→ Data for this task
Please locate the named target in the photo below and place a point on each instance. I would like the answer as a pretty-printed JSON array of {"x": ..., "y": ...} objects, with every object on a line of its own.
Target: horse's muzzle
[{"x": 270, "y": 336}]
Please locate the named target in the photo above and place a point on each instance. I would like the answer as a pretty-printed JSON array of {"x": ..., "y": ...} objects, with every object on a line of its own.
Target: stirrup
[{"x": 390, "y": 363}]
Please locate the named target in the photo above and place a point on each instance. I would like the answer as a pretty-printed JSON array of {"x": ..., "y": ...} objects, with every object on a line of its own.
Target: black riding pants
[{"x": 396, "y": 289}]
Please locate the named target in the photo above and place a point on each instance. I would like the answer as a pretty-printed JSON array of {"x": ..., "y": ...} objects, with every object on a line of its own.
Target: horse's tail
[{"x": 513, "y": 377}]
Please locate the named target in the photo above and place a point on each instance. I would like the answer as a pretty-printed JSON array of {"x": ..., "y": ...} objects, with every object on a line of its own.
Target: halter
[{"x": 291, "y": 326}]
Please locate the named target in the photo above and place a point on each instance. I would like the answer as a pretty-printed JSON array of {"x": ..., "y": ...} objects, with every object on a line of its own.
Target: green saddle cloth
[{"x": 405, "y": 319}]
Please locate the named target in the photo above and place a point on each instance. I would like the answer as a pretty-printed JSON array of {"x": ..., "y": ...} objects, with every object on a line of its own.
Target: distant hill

...

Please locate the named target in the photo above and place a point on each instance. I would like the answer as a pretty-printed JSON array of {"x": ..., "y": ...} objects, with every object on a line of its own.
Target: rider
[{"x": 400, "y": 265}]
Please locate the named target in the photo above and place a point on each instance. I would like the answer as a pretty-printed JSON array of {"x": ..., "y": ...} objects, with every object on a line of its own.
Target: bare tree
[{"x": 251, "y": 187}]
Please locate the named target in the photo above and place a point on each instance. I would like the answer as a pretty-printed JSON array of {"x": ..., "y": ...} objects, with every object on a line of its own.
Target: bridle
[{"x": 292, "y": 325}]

==

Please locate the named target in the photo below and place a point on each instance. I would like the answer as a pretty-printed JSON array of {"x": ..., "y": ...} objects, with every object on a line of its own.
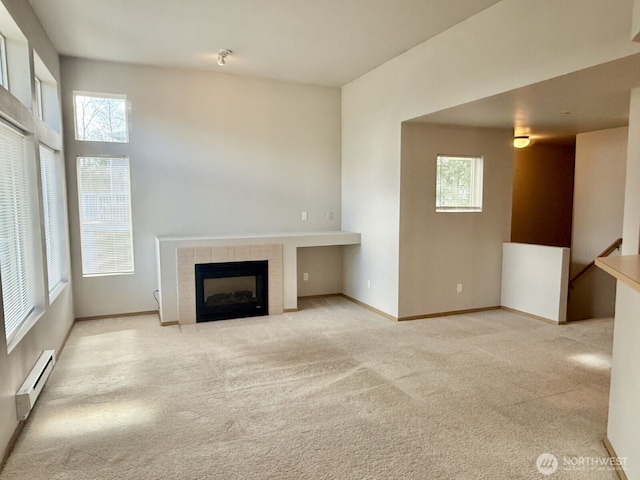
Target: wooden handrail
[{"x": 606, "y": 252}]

→ What the exercise asks
Among the entries above, the line containing "Target: halter", the line containing "Target: distant hill", and all lines between them are to be restated word for word; nothing else belongs in the reply.

→ Exercise answer
Target: halter
[{"x": 291, "y": 326}]
Please locate the named target in the photo above and place a point on each instance. I would like the answer as a pretty-printed JSON array of {"x": ..., "y": ...} objects, with every object on a line of its own.
Target: green saddle cloth
[{"x": 405, "y": 319}]
Please locate the named target in the photo above and place a point on each instance. I would like the answer as a pretty-printed JSON array of {"x": ..., "y": ...} objects, with every object on a line of its own.
Target: distant hill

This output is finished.